SELECTED TEXT:
- - - - -

# Live drawing, multiple projectors?



## DavidAhumada (Aug 27, 2013)

I am in design discussions for a show, and we are thinking of using a fabric based set, with projections. I'm a little new to projections, and will have plenty of questions as the process moves forward but an idea that has been brought up is to allow the actors to "draw" their backgrounds... basically like having a chalkboard wall. What we have discussed is projecting what the actors draw onto a scrim or other fabric. I still need to work out what projectors are available, where they would be placed, etc.... but we are a bit away from that. (We are considering at least one rear projection set up, others may have to be front projection due to space constraints.

What I am wondering is....are there any suggestions on programs or methods to do the live drawing into projection? Are there programs out there that would work better than others? 

This will be at a college, and we have access to both PC and Mac computers as well as POSSIBLY an Ipad. Still need to look into rules around adding programs to borrowed units however.

Thank you in advance,

David


----------



## ruinexplorer (Aug 27, 2013)

You may have seen in some classrooms an Interactive Whiteboard. Essentially, you can either interact with projection or completely add your own. There are a variety of applications depending on your budget.


----------



## vman (Aug 31, 2013)

I did the following for a show (not sure if this is what you want).

I had an artist that has a small, bright blue light in his hand. We capture this artist with a camera and feed the captured signal to a software called Processing (open source). In Processing i wrote a sketch that detects the blue light and paint the pixels into an image that is shown by a projector.
The artist also had a 6 butten remote. With the buttons he could determine the color that is used. One color was only transparent to allow moving the light without generating pixels.


----------



## DavidAhumada (Aug 31, 2013)

- - - - -

AIM:
Extend the forum thread on live drawing with multiple projectors from the point where it stops.

- - - - -

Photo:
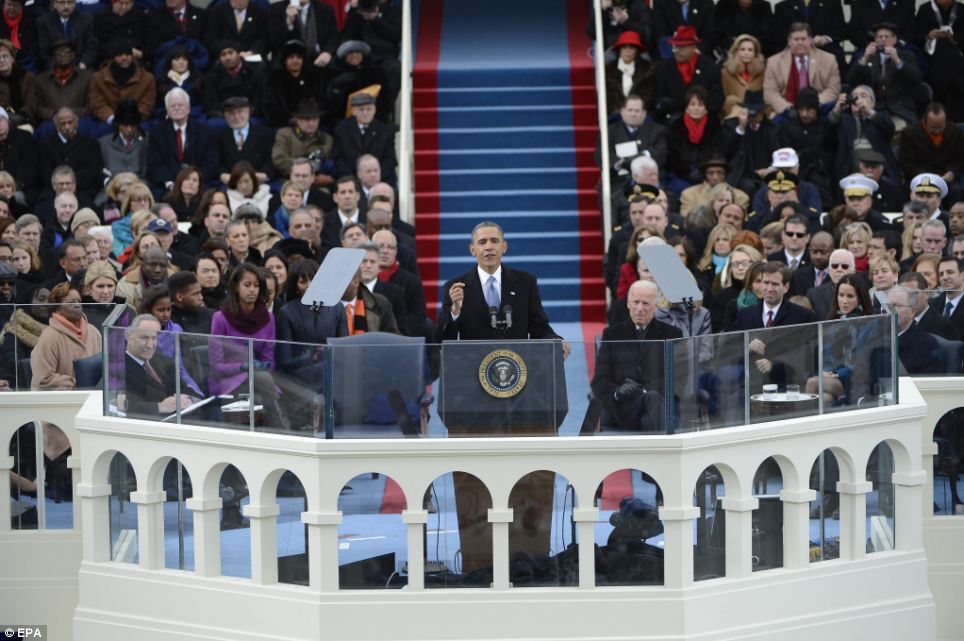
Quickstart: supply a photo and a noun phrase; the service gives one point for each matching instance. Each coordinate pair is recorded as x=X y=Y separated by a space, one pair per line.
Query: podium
x=503 y=389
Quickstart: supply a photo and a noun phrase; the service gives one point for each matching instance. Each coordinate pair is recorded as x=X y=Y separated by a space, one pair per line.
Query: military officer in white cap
x=930 y=189
x=858 y=191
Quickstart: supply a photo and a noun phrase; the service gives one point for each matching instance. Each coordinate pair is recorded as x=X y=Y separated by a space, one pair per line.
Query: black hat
x=235 y=102
x=870 y=157
x=60 y=42
x=307 y=108
x=127 y=113
x=292 y=47
x=294 y=247
x=890 y=26
x=716 y=160
x=808 y=98
x=227 y=43
x=119 y=45
x=753 y=102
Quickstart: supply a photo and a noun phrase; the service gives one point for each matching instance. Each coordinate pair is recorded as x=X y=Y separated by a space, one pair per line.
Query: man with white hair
x=179 y=140
x=628 y=378
x=841 y=264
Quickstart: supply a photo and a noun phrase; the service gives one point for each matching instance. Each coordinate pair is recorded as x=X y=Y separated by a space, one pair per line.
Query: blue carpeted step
x=495 y=200
x=474 y=76
x=506 y=137
x=484 y=179
x=505 y=116
x=497 y=96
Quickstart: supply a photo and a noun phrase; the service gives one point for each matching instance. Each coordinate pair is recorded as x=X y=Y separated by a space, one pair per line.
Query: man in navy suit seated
x=629 y=368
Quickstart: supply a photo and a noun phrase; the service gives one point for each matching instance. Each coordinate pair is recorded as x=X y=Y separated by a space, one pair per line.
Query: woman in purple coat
x=245 y=315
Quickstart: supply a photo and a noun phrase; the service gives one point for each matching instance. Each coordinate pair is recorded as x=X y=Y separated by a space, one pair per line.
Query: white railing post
x=264 y=542
x=599 y=63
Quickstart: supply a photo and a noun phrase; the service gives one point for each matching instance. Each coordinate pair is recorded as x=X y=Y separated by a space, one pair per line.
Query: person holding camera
x=862 y=126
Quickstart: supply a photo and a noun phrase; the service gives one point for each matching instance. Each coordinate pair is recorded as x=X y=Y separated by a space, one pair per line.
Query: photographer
x=862 y=126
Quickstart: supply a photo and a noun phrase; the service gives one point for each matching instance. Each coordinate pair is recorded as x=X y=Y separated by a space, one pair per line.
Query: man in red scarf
x=687 y=69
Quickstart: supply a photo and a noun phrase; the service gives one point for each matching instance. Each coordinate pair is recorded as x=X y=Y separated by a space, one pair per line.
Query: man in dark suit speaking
x=629 y=375
x=149 y=375
x=470 y=298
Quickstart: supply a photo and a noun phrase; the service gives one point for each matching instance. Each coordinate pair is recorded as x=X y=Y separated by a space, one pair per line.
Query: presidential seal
x=503 y=373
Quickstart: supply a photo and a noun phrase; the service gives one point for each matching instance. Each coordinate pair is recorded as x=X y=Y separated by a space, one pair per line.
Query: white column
x=95 y=504
x=6 y=464
x=585 y=518
x=909 y=492
x=322 y=550
x=207 y=535
x=739 y=535
x=150 y=528
x=264 y=542
x=678 y=544
x=500 y=520
x=853 y=519
x=796 y=527
x=416 y=520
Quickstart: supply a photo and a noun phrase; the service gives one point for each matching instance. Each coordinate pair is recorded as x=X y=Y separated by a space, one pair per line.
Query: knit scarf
x=78 y=330
x=386 y=274
x=25 y=328
x=13 y=27
x=687 y=70
x=247 y=323
x=694 y=129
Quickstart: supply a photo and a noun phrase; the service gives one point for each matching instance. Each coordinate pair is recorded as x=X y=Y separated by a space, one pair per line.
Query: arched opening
x=291 y=533
x=709 y=531
x=178 y=520
x=41 y=484
x=122 y=512
x=458 y=535
x=948 y=485
x=768 y=517
x=543 y=547
x=880 y=501
x=825 y=509
x=235 y=528
x=629 y=533
x=372 y=539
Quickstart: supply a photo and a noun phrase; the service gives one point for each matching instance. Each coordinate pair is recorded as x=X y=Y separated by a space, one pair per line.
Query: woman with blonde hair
x=742 y=71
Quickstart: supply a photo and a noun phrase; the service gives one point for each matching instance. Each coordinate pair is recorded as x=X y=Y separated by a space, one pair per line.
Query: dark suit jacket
x=162 y=162
x=671 y=90
x=957 y=318
x=379 y=141
x=143 y=393
x=919 y=352
x=82 y=33
x=519 y=289
x=325 y=26
x=619 y=360
x=164 y=27
x=788 y=314
x=893 y=87
x=220 y=25
x=256 y=149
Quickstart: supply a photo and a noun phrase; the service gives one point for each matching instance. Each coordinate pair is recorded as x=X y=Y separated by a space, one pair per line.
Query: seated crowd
x=750 y=141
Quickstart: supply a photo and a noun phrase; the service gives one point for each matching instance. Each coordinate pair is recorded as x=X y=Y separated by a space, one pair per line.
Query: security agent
x=628 y=378
x=493 y=295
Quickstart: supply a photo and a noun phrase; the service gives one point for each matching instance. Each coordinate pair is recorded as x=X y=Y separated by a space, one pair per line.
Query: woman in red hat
x=630 y=73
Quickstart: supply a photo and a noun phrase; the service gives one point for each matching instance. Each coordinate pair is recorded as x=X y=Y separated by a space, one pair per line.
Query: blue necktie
x=492 y=296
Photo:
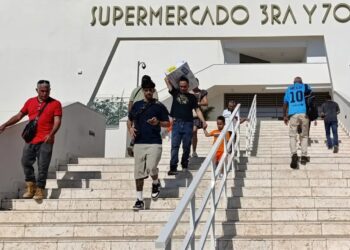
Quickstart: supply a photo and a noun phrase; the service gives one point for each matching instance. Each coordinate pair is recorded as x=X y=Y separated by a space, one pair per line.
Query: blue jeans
x=334 y=127
x=182 y=132
x=41 y=152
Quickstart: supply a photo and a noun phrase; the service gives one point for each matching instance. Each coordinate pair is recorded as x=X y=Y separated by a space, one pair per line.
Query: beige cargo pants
x=294 y=121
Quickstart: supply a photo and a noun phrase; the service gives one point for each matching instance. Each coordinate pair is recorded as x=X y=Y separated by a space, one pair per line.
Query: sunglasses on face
x=43 y=82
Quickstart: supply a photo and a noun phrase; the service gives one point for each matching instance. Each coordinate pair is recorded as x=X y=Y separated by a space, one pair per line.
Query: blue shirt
x=295 y=98
x=140 y=112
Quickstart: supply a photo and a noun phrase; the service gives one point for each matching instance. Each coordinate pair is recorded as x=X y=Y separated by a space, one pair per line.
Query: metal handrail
x=226 y=163
x=250 y=127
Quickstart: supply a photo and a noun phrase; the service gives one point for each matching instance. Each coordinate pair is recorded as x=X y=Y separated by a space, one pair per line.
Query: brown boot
x=30 y=190
x=39 y=194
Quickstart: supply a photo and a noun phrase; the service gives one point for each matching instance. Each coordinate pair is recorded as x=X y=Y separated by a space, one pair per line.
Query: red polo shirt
x=46 y=120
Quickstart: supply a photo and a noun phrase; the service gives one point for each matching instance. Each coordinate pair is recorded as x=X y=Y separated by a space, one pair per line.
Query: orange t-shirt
x=216 y=134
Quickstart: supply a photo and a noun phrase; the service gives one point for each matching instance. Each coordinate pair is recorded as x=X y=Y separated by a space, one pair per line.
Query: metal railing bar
x=205 y=231
x=200 y=210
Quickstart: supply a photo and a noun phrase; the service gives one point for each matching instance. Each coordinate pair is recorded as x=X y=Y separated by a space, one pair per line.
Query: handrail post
x=213 y=208
x=193 y=221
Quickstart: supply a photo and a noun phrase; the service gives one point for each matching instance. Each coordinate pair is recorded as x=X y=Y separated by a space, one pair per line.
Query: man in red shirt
x=40 y=148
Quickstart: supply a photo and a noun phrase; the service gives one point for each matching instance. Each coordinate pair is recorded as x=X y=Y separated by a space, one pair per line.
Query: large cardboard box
x=182 y=69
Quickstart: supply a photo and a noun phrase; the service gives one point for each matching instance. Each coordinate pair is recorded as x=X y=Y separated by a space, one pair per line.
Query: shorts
x=197 y=122
x=218 y=156
x=147 y=157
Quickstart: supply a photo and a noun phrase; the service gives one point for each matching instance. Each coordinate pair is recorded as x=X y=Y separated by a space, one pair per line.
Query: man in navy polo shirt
x=181 y=110
x=145 y=119
x=294 y=102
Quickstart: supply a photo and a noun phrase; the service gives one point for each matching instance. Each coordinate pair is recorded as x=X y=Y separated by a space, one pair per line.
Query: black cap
x=147 y=82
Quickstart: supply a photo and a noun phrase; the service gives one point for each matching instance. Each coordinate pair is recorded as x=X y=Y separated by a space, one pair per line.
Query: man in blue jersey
x=294 y=103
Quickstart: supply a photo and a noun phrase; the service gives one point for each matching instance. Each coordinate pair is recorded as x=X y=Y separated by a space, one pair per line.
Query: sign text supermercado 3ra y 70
x=179 y=15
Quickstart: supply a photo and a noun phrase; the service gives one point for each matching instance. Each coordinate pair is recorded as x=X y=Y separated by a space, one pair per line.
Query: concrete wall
x=82 y=134
x=55 y=40
x=344 y=105
x=117 y=139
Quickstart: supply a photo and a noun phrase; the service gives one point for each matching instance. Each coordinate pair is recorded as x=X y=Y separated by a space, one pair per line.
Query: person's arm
x=243 y=120
x=201 y=117
x=323 y=111
x=206 y=133
x=130 y=105
x=203 y=102
x=56 y=125
x=285 y=116
x=168 y=84
x=131 y=129
x=337 y=108
x=154 y=122
x=13 y=120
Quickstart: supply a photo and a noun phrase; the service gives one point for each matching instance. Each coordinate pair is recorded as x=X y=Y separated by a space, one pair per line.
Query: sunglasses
x=44 y=82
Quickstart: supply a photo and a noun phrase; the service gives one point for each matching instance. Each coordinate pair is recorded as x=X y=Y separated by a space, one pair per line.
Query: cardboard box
x=182 y=69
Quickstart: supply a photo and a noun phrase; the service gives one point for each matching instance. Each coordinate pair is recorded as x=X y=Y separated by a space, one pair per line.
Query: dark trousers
x=334 y=127
x=42 y=153
x=182 y=132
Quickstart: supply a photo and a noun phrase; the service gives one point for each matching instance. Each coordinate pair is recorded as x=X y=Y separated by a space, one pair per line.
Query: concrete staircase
x=268 y=205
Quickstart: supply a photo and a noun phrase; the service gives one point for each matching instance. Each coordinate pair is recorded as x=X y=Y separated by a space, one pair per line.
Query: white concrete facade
x=79 y=44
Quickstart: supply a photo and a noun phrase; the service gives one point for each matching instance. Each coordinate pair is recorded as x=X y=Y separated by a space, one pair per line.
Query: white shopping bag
x=181 y=69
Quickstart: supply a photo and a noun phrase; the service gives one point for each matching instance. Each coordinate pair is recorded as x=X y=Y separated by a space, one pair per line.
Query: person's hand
x=167 y=80
x=132 y=132
x=153 y=121
x=49 y=139
x=2 y=128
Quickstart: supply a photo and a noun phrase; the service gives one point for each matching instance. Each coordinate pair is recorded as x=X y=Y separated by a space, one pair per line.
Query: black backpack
x=311 y=108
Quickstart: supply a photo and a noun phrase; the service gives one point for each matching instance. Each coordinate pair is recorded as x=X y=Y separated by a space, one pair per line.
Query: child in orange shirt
x=220 y=122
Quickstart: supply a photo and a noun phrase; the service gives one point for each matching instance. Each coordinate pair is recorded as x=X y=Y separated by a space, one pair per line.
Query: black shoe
x=294 y=162
x=139 y=205
x=173 y=172
x=155 y=190
x=130 y=151
x=304 y=160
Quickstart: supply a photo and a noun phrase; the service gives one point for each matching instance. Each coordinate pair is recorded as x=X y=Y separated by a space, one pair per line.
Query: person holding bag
x=45 y=115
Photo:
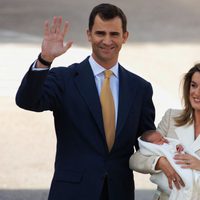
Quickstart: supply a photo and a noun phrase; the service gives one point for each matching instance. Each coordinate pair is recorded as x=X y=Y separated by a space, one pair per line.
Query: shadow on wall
x=43 y=194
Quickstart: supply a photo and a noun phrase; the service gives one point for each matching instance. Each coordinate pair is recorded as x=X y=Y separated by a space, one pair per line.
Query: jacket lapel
x=86 y=85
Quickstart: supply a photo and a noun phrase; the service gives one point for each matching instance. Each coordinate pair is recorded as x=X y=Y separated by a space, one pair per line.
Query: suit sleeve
x=148 y=111
x=40 y=90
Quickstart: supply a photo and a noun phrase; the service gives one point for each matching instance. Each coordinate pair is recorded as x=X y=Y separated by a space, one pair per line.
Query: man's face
x=106 y=38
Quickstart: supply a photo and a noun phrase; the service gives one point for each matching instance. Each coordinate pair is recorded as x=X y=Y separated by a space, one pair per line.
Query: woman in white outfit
x=178 y=124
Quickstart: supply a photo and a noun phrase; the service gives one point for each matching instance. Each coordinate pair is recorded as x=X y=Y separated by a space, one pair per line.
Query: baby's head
x=153 y=137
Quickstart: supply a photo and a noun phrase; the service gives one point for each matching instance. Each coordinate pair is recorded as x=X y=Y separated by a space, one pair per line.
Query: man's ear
x=125 y=36
x=89 y=35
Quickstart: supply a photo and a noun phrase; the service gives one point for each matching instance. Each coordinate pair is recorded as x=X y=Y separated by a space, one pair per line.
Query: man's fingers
x=66 y=28
x=58 y=24
x=46 y=28
x=68 y=45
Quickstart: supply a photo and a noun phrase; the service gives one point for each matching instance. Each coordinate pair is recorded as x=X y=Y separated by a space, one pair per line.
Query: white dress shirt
x=98 y=72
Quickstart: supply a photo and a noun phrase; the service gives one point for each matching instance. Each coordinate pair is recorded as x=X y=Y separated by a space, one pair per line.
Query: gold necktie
x=108 y=109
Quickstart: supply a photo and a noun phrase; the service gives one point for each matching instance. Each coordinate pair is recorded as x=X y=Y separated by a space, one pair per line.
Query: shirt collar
x=98 y=69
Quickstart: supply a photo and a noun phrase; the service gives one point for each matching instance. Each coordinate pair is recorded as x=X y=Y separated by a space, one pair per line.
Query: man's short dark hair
x=106 y=12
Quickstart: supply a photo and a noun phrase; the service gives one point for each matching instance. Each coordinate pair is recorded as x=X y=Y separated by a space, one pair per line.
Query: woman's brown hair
x=187 y=115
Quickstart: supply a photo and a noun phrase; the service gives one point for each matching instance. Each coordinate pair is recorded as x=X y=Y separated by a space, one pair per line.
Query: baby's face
x=157 y=138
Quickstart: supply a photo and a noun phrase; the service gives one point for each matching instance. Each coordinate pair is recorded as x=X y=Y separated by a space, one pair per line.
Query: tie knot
x=107 y=73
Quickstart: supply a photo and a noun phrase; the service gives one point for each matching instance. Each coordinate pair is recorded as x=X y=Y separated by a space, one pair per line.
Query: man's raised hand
x=53 y=41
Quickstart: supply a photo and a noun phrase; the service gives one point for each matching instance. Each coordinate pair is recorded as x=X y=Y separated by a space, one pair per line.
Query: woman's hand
x=187 y=161
x=53 y=41
x=164 y=165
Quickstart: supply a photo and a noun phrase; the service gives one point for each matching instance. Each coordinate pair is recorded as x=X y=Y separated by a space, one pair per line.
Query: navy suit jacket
x=82 y=157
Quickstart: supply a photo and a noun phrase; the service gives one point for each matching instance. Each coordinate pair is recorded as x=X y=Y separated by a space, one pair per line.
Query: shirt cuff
x=38 y=69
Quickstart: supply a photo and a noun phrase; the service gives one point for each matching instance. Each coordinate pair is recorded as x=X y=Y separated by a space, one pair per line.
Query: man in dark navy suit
x=86 y=166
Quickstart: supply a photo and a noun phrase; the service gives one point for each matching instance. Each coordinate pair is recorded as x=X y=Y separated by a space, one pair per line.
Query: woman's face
x=195 y=92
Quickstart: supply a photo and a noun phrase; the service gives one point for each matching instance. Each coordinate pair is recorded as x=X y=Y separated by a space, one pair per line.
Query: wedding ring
x=187 y=163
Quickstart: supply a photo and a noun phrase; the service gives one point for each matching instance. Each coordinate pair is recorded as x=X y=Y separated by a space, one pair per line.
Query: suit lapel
x=125 y=99
x=85 y=83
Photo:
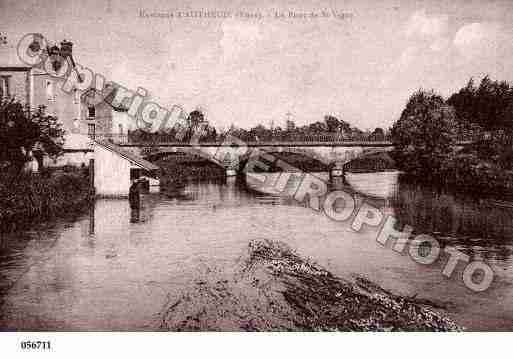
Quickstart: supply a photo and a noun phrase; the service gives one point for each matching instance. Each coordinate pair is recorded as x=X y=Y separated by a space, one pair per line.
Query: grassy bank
x=177 y=171
x=34 y=197
x=276 y=290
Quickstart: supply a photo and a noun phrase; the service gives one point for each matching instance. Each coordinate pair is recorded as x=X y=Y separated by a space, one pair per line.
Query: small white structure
x=115 y=167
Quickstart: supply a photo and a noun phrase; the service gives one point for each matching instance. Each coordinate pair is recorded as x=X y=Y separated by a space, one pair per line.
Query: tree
x=26 y=135
x=487 y=105
x=378 y=134
x=424 y=134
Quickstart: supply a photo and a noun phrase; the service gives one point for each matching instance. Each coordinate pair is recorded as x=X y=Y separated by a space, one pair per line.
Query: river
x=111 y=268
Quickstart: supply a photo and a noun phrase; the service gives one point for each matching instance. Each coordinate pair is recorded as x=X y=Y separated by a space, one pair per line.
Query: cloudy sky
x=361 y=67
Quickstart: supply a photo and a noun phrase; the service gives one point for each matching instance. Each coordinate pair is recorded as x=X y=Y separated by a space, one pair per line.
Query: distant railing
x=162 y=138
x=156 y=138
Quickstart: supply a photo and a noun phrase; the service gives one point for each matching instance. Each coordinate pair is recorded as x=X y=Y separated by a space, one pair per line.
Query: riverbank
x=276 y=290
x=33 y=197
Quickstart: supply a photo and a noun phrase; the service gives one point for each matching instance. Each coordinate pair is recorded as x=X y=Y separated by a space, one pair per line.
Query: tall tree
x=424 y=134
x=25 y=135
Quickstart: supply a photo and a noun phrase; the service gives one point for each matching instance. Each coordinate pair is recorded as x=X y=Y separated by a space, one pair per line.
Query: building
x=103 y=118
x=37 y=88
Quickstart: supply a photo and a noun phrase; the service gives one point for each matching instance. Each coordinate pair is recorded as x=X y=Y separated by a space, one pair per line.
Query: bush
x=32 y=197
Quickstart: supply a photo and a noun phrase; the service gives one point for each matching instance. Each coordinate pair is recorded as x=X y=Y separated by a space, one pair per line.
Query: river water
x=112 y=268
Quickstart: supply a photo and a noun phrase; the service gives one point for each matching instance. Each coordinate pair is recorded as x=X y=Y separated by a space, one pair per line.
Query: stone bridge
x=231 y=155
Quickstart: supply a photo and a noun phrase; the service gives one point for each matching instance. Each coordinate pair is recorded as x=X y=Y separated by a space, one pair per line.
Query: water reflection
x=114 y=267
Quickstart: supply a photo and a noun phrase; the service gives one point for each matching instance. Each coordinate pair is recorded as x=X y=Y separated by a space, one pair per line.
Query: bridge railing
x=143 y=138
x=158 y=138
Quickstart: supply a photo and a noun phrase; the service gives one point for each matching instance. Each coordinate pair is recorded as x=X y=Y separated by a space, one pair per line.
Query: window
x=49 y=91
x=76 y=97
x=91 y=130
x=5 y=90
x=91 y=112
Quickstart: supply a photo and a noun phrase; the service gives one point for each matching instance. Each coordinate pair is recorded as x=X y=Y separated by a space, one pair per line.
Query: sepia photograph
x=255 y=166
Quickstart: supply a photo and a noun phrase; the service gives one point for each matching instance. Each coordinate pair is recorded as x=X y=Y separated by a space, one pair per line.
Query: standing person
x=134 y=196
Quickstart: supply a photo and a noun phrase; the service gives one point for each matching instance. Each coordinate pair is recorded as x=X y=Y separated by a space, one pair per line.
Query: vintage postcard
x=287 y=166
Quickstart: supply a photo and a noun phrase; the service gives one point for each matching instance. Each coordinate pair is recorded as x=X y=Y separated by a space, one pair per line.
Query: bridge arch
x=285 y=159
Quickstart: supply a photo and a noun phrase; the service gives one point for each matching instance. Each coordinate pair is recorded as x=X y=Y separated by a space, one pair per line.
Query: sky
x=361 y=67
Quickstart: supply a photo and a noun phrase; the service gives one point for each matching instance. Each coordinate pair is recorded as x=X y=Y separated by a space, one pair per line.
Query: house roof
x=134 y=159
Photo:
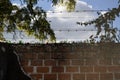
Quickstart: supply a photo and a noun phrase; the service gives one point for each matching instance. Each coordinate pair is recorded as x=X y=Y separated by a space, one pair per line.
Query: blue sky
x=96 y=4
x=59 y=22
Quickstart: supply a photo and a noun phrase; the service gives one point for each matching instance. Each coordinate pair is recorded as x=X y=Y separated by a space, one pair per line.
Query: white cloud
x=64 y=23
x=63 y=20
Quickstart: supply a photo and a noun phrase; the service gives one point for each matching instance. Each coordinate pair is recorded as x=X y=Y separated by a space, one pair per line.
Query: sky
x=64 y=24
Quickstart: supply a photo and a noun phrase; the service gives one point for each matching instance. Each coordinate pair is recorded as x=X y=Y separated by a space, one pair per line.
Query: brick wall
x=70 y=61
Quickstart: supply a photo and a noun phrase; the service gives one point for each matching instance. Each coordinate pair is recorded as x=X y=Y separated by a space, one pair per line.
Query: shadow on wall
x=9 y=64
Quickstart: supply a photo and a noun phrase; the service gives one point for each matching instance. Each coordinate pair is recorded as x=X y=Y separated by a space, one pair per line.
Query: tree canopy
x=29 y=19
x=105 y=31
x=33 y=21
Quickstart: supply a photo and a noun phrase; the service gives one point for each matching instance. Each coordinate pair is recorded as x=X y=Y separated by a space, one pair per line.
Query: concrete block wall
x=70 y=61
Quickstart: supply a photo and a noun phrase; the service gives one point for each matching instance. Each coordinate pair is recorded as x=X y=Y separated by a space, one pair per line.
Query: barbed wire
x=77 y=11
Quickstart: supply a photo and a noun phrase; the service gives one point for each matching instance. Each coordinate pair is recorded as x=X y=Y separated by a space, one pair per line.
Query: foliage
x=29 y=18
x=105 y=31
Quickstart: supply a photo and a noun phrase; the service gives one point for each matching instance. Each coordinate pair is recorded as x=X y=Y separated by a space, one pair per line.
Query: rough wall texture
x=71 y=61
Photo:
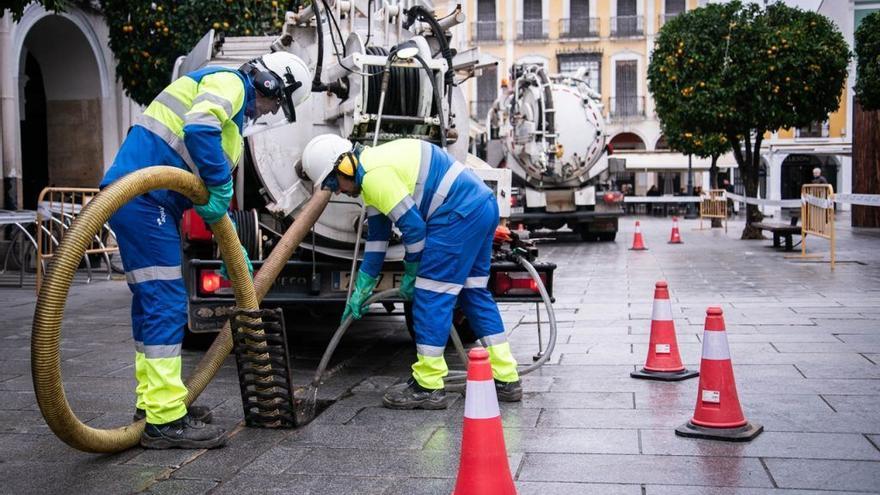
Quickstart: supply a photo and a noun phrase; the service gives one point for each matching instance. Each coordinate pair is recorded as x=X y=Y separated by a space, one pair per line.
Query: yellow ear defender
x=346 y=164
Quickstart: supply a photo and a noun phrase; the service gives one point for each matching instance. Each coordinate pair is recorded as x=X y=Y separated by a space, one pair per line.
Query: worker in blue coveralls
x=447 y=217
x=196 y=124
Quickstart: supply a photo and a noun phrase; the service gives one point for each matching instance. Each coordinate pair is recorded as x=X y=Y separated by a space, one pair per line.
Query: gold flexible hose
x=49 y=312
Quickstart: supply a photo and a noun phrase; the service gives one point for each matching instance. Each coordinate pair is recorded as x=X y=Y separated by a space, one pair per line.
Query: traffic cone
x=663 y=362
x=718 y=415
x=675 y=237
x=638 y=243
x=483 y=468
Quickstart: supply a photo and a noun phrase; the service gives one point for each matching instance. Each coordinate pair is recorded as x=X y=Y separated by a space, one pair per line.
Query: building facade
x=62 y=113
x=613 y=40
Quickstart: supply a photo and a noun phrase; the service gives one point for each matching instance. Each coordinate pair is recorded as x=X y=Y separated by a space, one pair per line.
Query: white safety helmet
x=321 y=155
x=281 y=75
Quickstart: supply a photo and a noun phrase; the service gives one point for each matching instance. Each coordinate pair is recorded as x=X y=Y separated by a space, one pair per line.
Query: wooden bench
x=780 y=230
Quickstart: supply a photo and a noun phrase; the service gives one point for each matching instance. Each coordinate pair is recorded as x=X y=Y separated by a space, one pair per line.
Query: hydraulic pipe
x=450 y=21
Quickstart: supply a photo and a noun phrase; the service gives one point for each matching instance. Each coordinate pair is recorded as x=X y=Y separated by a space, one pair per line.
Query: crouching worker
x=447 y=216
x=195 y=124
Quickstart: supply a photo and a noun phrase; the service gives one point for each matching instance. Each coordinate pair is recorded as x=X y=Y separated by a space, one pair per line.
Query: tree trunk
x=752 y=213
x=713 y=181
x=748 y=159
x=866 y=165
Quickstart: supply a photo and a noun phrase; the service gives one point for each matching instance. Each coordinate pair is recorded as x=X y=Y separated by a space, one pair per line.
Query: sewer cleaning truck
x=362 y=88
x=549 y=131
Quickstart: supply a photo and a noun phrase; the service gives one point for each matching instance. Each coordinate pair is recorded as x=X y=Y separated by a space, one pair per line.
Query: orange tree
x=742 y=71
x=868 y=62
x=147 y=36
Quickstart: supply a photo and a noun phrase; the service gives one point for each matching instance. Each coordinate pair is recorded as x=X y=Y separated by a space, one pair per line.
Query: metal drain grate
x=268 y=396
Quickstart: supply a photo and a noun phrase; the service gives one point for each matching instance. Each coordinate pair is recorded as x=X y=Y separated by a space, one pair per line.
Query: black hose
x=369 y=22
x=437 y=100
x=317 y=85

- - - - -

TASK ANSWER:
I guess more what I'm thinking about is being able to use a tablet, draw live and have it show up projected behind the actors. Most likely using an I-pad, as they can be checked out from the university, and we need to stay within a fairly conservative budget. If you think of an improv show where the actors are creating the scenery, thats kind of the goal here. We are thinking of having a single projector for sure, we have been discussing up to three projectors, that would project onto three different surfaces.


----------



## Amiers (Aug 31, 2013)

I pulled this from a google search of networking a ipad to a projector. I am betting if your school has ipads they might have an apple tv laying around if not they are only 100$ and after demoing it in the show you could possibly get the university to buy a few more since it is a great way to teach.

Link with more info

For a wired connection to an existing Projector;-
VGA - Dock Connector to VGA Cable
HDMI - Dock Connector Digital AV Adapter Plus HDMI cable

For Wireless connection to an existing Projector;-
VGA - Apple TV plus Kanex ATV Pro cable
HDMI - Apple TV Plus HDMI cable

The wireless solutions require an iPad 2 or later for video mirroring.
Set up the Apple TV on your network and connect to the Projector.
On the iPad double tap the home button, slide the revealed window at the bottom of the screen to the right, select the Video Mirror button, select Apple TV.


----------



## cpf (Aug 31, 2013)

Another idea: 

1. Set up one of those screen-sharing apps between the iPad and your computer. 
2. Fire up photoshop/GIMP/whatever on the computer
3. Create a mirrored window (PS can do this, not sure about anything else) on a second monitor to project what's being drawn without all the controls and toolboxes showing up. 

Bonus is that you have complete control over the look of the drawing: you can use any PS brush & settings you want, you're not limited to whatever the iPad drawing app supports.


----------



## arexlame (Sep 1, 2013)

Amiers said:


> I pulled this from a google search of networking a ipad to a projector. I am betting if your school has ipads they might have an apple tv laying around if not they are only 100$ and after demoing it in the show you could possibly get the university to buy a few more since it is a great way to teach.
> 
> Link with more info
> 
> ...



I second ameirs idea, that way you only have to get a free drawing app for the iPad, maybe a stylus if that helps the drawing process, and if you use the Apple TV solution, it's light, portable, convenient and hopefully relatively cheap way to achieve your vision. 


Sent from my iPad using Tapatalk - now Free


----------



## Chris15 (Sep 2, 2013)

I would caution heavily against relying upon anything operating on WiFi in a show critical capacity such as this.
Run a cable and sleep easily at night...


----------



## Joshua Sedgwick (Oct 14, 2013)

Chris15 said:


> I would caution heavily against relying upon anything operating on WiFi in a show critical capacity such as this.
> Run a cable and sleep easily at night...


If going the WiFi route, I would use a dedicated router in the booth.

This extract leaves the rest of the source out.